• _WHAT YOU NEED TO DO_:
Pull out every line of the items below that contains the string "wooden", and copy each one in full. Treat case as significant, so only exact matches count.

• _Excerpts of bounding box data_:
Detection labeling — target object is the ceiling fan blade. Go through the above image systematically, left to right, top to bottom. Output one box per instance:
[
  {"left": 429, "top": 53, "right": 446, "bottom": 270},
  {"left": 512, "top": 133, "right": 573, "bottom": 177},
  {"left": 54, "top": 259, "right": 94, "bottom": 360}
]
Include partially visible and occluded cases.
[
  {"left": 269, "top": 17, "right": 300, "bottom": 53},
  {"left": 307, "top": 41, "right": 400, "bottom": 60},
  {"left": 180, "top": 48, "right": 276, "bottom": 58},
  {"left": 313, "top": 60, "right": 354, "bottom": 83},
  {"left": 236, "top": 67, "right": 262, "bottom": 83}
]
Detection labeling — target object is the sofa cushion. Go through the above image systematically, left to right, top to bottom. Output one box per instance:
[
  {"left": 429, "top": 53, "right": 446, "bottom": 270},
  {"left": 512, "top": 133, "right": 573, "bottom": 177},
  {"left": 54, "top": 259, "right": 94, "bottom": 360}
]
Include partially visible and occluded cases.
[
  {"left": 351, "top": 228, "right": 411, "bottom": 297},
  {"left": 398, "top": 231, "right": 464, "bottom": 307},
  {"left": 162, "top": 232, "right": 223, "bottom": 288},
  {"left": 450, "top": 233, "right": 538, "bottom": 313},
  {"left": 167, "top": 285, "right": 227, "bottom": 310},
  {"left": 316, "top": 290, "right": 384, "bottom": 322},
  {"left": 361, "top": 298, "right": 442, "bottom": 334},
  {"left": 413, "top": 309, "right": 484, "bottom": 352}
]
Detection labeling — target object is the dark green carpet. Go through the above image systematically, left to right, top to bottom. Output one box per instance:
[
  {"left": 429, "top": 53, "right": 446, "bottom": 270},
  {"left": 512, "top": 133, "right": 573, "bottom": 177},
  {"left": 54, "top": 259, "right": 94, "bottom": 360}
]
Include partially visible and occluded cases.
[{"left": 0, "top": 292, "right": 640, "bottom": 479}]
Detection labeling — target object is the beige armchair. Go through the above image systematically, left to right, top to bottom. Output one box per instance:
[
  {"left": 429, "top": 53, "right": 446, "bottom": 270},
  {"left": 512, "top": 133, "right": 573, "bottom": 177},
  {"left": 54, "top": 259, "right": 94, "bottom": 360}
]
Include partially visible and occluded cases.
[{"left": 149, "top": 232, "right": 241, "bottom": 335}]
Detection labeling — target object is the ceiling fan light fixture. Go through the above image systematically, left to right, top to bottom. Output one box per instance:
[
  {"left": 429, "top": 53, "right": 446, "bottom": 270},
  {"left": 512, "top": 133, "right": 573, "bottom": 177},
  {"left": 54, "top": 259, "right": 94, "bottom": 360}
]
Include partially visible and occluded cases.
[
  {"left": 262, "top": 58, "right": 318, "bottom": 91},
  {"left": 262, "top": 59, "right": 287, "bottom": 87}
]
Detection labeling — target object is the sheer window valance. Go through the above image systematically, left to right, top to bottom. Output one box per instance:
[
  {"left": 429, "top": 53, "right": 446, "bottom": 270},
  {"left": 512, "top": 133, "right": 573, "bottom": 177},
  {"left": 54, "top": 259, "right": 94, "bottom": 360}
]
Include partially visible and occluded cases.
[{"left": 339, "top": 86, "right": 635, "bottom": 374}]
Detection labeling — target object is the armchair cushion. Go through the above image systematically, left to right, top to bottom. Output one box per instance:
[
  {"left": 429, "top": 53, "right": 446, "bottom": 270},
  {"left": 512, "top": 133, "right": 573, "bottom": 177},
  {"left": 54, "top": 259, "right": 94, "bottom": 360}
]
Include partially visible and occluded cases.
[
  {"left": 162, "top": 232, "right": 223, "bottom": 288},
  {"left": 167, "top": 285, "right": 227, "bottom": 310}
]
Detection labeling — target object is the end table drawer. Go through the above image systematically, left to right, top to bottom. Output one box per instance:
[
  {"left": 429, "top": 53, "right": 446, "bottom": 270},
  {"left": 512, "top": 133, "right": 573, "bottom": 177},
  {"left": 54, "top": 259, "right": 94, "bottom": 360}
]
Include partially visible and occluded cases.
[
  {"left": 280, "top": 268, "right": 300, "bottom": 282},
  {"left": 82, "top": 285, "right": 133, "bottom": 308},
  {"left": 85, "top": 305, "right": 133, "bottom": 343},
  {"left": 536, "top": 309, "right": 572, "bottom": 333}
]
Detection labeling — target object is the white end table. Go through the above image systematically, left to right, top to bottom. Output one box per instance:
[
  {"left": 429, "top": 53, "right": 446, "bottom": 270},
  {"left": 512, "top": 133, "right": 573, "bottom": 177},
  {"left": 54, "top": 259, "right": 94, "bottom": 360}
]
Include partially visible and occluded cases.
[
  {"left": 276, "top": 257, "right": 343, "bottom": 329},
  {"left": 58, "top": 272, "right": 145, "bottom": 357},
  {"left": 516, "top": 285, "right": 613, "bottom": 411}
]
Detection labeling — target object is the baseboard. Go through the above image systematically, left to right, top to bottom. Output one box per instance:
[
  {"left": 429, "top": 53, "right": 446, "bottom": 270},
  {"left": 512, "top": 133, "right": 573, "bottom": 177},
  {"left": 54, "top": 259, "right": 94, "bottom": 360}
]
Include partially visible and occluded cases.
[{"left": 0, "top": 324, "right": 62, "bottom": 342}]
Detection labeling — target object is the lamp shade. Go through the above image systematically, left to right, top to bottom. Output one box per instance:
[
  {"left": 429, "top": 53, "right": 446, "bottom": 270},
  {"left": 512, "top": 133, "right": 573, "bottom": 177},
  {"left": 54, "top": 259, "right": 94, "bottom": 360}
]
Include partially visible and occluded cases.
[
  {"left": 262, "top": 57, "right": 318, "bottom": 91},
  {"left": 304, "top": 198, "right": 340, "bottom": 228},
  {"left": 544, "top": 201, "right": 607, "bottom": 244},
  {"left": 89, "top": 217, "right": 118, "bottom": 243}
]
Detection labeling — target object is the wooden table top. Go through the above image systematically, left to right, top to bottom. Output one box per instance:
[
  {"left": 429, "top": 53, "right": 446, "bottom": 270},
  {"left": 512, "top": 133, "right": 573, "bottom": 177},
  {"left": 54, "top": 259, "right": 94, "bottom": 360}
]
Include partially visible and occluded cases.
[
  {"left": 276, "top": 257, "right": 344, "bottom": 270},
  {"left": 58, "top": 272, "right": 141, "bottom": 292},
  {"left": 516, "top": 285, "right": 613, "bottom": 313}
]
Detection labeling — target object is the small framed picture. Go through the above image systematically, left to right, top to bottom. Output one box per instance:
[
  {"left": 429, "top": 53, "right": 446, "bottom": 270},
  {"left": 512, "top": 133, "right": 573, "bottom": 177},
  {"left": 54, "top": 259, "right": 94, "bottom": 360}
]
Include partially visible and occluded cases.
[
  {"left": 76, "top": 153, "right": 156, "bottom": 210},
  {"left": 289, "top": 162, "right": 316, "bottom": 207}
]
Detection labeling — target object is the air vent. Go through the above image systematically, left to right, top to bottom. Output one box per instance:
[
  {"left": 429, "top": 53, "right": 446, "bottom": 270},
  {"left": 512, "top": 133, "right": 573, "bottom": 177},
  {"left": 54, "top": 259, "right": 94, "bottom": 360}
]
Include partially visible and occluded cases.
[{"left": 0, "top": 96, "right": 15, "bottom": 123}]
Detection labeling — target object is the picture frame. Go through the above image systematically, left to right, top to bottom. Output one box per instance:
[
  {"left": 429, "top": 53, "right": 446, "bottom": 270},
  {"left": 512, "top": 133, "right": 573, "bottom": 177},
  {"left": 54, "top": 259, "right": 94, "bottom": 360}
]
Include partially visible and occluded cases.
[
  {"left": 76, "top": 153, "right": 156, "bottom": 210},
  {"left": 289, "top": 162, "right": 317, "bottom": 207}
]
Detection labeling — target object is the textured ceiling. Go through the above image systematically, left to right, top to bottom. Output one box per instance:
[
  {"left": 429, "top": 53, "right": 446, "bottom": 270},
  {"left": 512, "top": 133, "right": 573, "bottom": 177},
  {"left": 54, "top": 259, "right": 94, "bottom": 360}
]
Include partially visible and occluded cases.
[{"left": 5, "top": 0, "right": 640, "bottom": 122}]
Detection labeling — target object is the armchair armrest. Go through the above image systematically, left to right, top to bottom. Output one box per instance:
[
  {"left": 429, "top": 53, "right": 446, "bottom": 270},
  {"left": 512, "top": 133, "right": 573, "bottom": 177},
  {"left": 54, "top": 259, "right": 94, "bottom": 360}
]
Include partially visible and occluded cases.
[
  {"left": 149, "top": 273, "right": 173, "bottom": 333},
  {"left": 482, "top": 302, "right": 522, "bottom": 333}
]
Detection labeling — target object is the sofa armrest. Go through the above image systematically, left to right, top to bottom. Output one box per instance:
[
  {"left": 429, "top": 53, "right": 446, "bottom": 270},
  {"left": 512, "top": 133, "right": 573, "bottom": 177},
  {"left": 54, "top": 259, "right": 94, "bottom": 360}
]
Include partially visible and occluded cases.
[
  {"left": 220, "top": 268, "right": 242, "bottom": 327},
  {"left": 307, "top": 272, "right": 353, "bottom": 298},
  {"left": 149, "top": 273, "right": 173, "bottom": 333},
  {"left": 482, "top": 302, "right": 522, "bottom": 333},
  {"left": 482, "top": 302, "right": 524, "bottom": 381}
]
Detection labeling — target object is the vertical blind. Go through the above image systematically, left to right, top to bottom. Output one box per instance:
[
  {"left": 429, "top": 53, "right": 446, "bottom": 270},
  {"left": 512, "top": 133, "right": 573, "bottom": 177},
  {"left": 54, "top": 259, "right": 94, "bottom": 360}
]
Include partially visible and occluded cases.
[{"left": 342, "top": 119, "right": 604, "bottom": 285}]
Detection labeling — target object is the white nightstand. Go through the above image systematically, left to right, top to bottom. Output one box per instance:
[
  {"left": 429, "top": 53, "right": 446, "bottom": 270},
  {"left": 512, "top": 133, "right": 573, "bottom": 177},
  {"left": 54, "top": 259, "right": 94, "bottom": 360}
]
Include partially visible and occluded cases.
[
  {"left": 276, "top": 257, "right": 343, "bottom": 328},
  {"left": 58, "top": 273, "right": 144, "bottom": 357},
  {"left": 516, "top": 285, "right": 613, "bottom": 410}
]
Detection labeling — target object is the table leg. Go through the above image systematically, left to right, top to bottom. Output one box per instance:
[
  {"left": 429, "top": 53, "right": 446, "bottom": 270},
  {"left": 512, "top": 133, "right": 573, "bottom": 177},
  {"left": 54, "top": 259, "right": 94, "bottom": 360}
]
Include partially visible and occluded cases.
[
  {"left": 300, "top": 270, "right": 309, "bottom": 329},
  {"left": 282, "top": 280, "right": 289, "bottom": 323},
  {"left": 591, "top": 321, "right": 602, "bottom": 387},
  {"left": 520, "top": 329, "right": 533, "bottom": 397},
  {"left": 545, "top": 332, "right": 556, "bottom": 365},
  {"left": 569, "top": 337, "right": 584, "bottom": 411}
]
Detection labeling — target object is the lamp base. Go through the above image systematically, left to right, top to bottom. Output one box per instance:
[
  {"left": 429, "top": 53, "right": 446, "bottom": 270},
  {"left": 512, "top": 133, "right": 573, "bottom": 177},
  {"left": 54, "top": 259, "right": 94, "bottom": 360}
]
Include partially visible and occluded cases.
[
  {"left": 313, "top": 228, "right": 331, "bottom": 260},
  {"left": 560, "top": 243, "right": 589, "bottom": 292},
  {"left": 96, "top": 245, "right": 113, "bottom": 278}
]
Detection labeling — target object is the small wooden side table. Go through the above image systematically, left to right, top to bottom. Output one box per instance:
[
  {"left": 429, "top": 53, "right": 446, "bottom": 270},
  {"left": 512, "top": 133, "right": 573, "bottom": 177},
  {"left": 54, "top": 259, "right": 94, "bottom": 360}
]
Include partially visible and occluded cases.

• _EXERCISE SOLUTION_:
Detection labeling — target object is the wooden table top. Go through the above image systematically, left to right, top to bottom. Output one box per instance:
Detection labeling — target object is the small wooden side table. Go through the above image systematically, left to right, top to bottom. Output one box per instance:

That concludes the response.